#### Raw data:
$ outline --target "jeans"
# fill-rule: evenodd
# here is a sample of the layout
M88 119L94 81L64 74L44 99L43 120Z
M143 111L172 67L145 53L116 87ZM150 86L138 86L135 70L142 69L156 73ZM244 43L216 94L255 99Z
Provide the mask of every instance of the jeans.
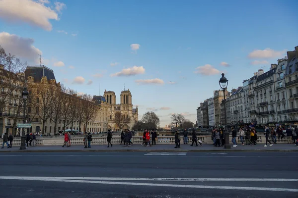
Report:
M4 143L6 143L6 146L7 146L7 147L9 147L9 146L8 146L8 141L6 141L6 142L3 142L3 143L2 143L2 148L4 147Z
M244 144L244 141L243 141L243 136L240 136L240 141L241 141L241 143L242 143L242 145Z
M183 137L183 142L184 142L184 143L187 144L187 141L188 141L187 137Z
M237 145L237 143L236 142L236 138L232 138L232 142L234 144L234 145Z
==
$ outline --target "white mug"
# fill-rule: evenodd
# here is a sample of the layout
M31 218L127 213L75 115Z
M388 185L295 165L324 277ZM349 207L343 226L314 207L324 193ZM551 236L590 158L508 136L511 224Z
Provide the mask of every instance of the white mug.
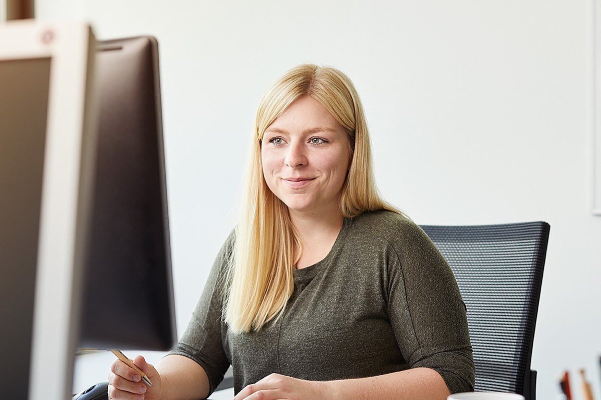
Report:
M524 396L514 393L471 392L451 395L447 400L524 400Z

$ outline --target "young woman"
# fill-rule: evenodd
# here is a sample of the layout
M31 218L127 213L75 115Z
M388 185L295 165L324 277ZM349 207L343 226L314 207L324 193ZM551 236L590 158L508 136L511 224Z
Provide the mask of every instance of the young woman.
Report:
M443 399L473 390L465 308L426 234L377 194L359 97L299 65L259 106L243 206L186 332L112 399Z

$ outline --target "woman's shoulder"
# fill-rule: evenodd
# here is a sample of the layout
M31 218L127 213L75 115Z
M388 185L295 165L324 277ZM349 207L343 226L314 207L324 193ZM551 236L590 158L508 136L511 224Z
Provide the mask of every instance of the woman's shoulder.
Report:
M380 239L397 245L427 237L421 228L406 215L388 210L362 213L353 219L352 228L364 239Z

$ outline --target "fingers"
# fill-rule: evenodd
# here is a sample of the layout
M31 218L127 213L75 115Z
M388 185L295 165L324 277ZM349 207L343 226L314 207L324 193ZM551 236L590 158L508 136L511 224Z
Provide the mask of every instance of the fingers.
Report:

#### Exercise:
Show each row above that contains the string "white", treating uppercase and lowercase as different.

#### Worked solution:
$ outline --target "white mug"
Provide the mask of every instance of the white mug.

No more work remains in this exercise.